* REQUEST
Rewrite all of the records below, changing every "sample" to "template" and keeping everything else the same.

* PROVIDED DATA

━━━

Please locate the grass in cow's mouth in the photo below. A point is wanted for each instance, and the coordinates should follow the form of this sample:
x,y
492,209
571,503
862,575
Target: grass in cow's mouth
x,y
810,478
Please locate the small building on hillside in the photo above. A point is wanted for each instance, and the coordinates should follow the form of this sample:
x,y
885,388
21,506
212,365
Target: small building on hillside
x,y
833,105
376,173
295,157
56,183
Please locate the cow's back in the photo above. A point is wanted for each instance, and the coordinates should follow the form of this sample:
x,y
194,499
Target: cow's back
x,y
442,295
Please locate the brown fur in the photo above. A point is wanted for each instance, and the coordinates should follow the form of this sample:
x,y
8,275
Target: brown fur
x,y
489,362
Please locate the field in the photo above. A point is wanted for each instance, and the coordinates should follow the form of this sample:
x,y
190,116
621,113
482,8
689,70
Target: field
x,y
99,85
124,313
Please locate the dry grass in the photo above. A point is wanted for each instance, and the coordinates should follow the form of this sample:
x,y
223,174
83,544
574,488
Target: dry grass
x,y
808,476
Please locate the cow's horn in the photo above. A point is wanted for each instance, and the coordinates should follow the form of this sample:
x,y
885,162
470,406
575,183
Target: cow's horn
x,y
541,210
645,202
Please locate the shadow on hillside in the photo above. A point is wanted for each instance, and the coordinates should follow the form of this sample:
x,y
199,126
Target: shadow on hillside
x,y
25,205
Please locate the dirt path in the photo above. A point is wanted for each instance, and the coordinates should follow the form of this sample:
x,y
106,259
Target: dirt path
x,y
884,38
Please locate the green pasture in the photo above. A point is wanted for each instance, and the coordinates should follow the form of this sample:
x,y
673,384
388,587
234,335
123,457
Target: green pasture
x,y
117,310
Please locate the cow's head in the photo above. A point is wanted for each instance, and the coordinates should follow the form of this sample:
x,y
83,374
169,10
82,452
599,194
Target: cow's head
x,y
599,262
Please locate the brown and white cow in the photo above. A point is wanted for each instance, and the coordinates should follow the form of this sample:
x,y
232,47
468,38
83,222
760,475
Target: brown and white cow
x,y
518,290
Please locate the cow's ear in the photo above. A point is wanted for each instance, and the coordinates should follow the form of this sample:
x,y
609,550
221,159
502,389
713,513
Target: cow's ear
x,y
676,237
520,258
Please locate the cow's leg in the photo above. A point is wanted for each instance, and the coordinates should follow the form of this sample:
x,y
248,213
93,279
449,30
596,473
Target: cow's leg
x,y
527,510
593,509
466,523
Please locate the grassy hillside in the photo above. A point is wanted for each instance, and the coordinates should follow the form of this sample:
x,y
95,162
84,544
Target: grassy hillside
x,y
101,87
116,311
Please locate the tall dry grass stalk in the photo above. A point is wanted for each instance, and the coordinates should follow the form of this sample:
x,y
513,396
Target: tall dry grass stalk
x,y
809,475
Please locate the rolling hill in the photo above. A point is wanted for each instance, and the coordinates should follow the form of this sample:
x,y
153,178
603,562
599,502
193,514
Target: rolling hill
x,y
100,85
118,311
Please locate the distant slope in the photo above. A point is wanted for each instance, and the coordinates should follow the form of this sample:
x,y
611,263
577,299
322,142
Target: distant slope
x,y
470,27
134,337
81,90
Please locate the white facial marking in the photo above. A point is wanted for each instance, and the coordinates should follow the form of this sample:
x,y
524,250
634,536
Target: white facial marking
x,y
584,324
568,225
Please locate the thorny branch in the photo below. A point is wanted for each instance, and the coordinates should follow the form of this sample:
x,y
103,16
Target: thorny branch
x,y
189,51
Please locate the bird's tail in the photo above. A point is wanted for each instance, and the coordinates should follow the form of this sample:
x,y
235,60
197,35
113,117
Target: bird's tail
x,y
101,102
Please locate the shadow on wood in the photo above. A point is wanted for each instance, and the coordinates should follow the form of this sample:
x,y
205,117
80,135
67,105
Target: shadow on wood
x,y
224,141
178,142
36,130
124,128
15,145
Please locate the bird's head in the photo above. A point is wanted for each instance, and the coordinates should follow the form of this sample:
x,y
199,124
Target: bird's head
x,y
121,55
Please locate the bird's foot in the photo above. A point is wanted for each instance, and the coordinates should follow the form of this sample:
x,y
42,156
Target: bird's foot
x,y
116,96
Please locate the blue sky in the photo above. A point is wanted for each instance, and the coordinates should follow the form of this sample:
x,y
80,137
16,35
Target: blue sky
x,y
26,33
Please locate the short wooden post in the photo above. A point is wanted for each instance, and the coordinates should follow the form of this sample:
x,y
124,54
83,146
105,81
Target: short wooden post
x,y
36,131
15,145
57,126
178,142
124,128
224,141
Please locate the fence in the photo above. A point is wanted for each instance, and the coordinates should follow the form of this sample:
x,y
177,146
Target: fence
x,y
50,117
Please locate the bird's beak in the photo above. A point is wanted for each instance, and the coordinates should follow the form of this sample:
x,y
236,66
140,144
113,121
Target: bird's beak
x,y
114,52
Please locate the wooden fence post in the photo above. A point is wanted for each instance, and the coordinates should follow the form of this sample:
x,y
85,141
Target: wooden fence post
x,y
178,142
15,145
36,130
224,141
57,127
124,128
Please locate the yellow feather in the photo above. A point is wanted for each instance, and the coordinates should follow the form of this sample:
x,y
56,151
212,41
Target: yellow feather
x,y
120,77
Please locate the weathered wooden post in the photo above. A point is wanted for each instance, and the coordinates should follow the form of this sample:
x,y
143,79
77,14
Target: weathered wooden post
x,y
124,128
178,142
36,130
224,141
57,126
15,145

━━━

* ANSWER FOR THIS EXERCISE
Please locate the grass in cow's mouth in the photo below. A point is wanted for each instance, and the coordinates should follow the form of this template:
x,y
492,209
571,503
862,575
Target: grass in cow's mouth
x,y
810,478
Please locate the small building on hillside in the photo above. A point is wanted for each instance, and the coordinates should follow the form of this template:
x,y
885,388
21,506
212,365
Target: small building on hillside
x,y
833,105
376,173
295,157
56,183
Please locate the cow's back in the photo above. A point is wanted for each instance, and the coordinates should follow the form of this template:
x,y
194,499
Target: cow's back
x,y
442,295
Please locate the brown fur in the photo above. A point is wanted for each instance, and the coordinates should follow the form of this template:
x,y
8,275
Target: brown fur
x,y
489,362
Please locate the field in the photo above. A point is wanted for each instance, and the coordinates should follow the form of this template:
x,y
190,116
621,113
482,8
689,70
Target: field
x,y
99,85
124,313
Please locate the dry grass in the photo above. A point is wanted for each instance, and the coordinates should follow the form of this template:
x,y
223,174
83,544
574,488
Target: dry grass
x,y
808,476
Please locate the cow's horn in the photo above. A point is wanted for each instance, and the coordinates should follow the form of this template:
x,y
885,162
470,406
575,183
Target: cow's horn
x,y
541,210
645,202
Please locate the shadow on hillside in the photo above. A point is wanted for each instance, and the coordinates should follow the form of this template:
x,y
199,126
Target: shadow on hillside
x,y
25,205
Please locate the dirt path in the photo above. A point is wanted for each instance, and the coordinates should follow the form of this template:
x,y
106,259
Target: dirt path
x,y
884,38
Please locate the green pasture in the photo above. A point is wanted for each instance, and the coordinates should follow the form of this template:
x,y
673,384
388,587
234,335
123,457
Target: green pasture
x,y
117,310
Please locate the cow's head in the photo above. A point is wanted for each instance, and the coordinates should follow the form of this template:
x,y
83,374
169,10
82,452
599,194
Target: cow's head
x,y
599,262
Please locate the brown and white cow in the photo above. A point is wanted for each instance, and the coordinates should follow the form of this template:
x,y
232,47
468,38
83,222
760,475
Target: brown and white cow
x,y
518,290
Please locate the cow's ear in the photo above. A point is wanted for each instance, and the coordinates should follow the form of this template:
x,y
609,550
221,159
502,389
713,513
Target: cow's ear
x,y
676,237
520,258
Please locate the cow's leg in the photo above. A point is wanted for each instance, and the coordinates should follow the form of this template:
x,y
248,213
93,279
449,30
596,473
Target: cow's leg
x,y
527,510
593,509
466,523
Please locate the grassy hillside in the photo above. A point is wanted for each instance, and the coordinates should follow the form of this template:
x,y
95,162
84,544
Target: grassy hillside
x,y
101,87
116,311
Please locate the tall dry grass stalk in the photo above. A point is wanted for each instance, and the coordinates should follow the form of this template:
x,y
513,396
Target: tall dry grass stalk
x,y
809,475
Please locate the rolling hill in the photo above. A point is wanted for each instance, and the coordinates should follow the form of this template:
x,y
153,178
603,562
599,502
193,514
Target: rolling hill
x,y
100,85
118,311
Please locate the distant slope in the photo above. A point is wanted for each instance, and the coordinates should follow the form of this template:
x,y
611,263
577,299
322,142
Target: distant slope
x,y
470,27
134,337
81,90
Please locate the white facial marking in the photo above. A point is wanted for each instance, and the coordinates should follow the form of this template:
x,y
524,250
634,536
Target: white facial marking
x,y
584,324
568,225
Please locate the thorny branch in the photo below. A point is wanted for each instance, and the coordinates should follow the form of this template:
x,y
103,16
Target: thorny branch
x,y
189,51
Please locate the bird's tail in the photo above. A point is wanted for each instance, and the coordinates should follow the form of this template:
x,y
235,60
197,35
113,117
Target: bird's tail
x,y
101,102
Please locate the shadow on wood in the photo above. A point is wanted for each instance, and the coordinates should follow the form of this template:
x,y
205,117
80,135
67,105
Target: shadow on wood
x,y
224,141
178,142
36,130
124,128
15,145
Please locate the bird's head in the photo above. A point is wanted for each instance, and the coordinates should follow the form of this template:
x,y
199,124
Target: bird's head
x,y
121,55
Please locate the bird's foot in the photo above. A point is wanted for each instance, and the coordinates should follow the form of this template:
x,y
42,156
Target: bird's foot
x,y
116,96
Please locate the blue sky in the photo above. A point is wanted for each instance, and the coordinates should follow the form of this template:
x,y
80,137
16,35
Target: blue sky
x,y
26,33
Please locate the short wooden post in the photo above. A point is wanted for each instance, and the coordinates should follow the form of this template:
x,y
124,54
83,146
105,81
Target: short wooden post
x,y
36,131
15,145
57,126
178,142
124,128
224,141
Please locate the fence in the photo above. A point is wanted for each instance, and the coordinates should follow the form of this template:
x,y
177,146
Target: fence
x,y
50,117
Please locate the bird's beak in the photo above. A point is wanted for each instance, and the coordinates should follow the form of this template:
x,y
236,66
140,144
113,121
Target: bird's beak
x,y
114,52
Please locate the wooden fence post in the photo above. A point is wanted for each instance, and the coordinates should follow the form of this template:
x,y
85,141
Target: wooden fence post
x,y
178,142
15,145
36,130
224,141
57,127
124,128
Please locate the yellow feather in the photo above. A point is wanted for each instance, and the coordinates should follow the form of this template:
x,y
56,151
212,41
Target: yellow feather
x,y
120,77
Please locate the weathered wooden post in the photo above. A point is wanted for each instance, and the coordinates should follow the form of this template:
x,y
143,79
77,14
Target: weathered wooden post
x,y
124,128
178,142
36,130
224,141
57,126
15,145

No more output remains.